[[ DOCUMENT TEXT, beginning ]]

BOC Kenya maintains dividend payout despite 35.2pc profit drop

Millicent Onyonyi, BOC Kenya managing director. PHOTO | FILE

What you need to know:

  • BOC Kenya has proposed a final dividend of Sh3 per share bringing the total payout for the year ended December to Sh5.20 a share.

Industrial gas manufacturer BOC Kenya has maintained its dividend payout level despite its profit dropping 35.2 per cent due to increased competition.

The company, which is controlled by German firm Linde Group, has proposed a final dividend of Sh3 per share bringing the total payout for the year ended December to Sh5.20 a share.

BOC Kenya, which recently appointed a second consecutive female chief executive, made a net profit of Sh148.6 million in the period compared to Sh229.6 million the year before.

Sales of industrial and medical gases as well as welding products tanked by a tenth to Sh1.1 billion blamed on imports from rival players and forex losses. “Revenue for the year was down due to increased market competitiveness,” BOC Kenya said in a statement.

[[ DOCUMENT TEXT, end ]]

[EXERCISE REQUIREMENTS]:
1) Condense the paragraph of the BOC Kenya article that begins "Sales of industrial and medical gases" into a shorter version that keeps its main facts.
2) According to the BOC Kenya article, what net profit did the company make in the period?
3) Reproduce from the BOC Kenya article the stretch from "The company, which" through "in a statement.".

[[ ENTRIES PROVIDED, beginning ]]

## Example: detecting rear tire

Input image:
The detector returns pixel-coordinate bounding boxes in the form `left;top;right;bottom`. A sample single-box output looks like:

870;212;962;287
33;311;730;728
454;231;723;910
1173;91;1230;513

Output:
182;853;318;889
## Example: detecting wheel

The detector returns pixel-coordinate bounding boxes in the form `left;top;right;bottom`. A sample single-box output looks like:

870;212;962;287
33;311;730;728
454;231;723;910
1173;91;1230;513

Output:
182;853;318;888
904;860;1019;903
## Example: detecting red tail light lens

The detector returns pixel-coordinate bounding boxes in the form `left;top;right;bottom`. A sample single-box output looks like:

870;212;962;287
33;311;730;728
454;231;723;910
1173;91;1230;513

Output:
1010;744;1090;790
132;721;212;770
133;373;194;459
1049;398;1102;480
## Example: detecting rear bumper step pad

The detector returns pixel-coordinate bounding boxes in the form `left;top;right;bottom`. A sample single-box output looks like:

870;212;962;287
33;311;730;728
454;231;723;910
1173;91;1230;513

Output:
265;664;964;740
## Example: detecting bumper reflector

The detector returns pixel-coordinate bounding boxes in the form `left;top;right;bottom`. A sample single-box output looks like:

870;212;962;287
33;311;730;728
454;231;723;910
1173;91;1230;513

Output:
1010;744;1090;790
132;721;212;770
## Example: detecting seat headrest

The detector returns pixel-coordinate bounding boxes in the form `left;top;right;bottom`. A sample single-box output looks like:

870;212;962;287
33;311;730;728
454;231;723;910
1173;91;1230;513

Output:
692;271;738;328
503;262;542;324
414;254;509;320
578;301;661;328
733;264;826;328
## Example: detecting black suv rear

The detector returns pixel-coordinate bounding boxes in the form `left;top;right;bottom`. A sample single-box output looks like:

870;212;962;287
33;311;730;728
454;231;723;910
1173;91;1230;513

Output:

[[ ENTRIES PROVIDED, end ]]

[OUTPUTS BY TASK]:
1) Sales of BOC Kenya's industrial and medical gases and welding products fell by a tenth to Sh1.1 billion. The company blamed imports from rival players and forex losses, and said in a statement that revenue fell because of increased market competitiveness.

2) Sh148.6 million, compared to Sh229.6 million the year before.

3)
The company, which is controlled by German firm Linde Group, has proposed a final dividend of Sh3 per share bringing the total payout for the year ended December to Sh5.20 a share.

BOC Kenya, which recently appointed a second consecutive female chief executive, made a net profit of Sh148.6 million in the period compared to Sh229.6 million the year before.

Sales of industrial and medical gases as well as welding products tanked by a tenth to Sh1.1 billion blamed on imports from rival players and forex losses. “Revenue for the year was down due to increased market competitiveness,” BOC Kenya said in a statement.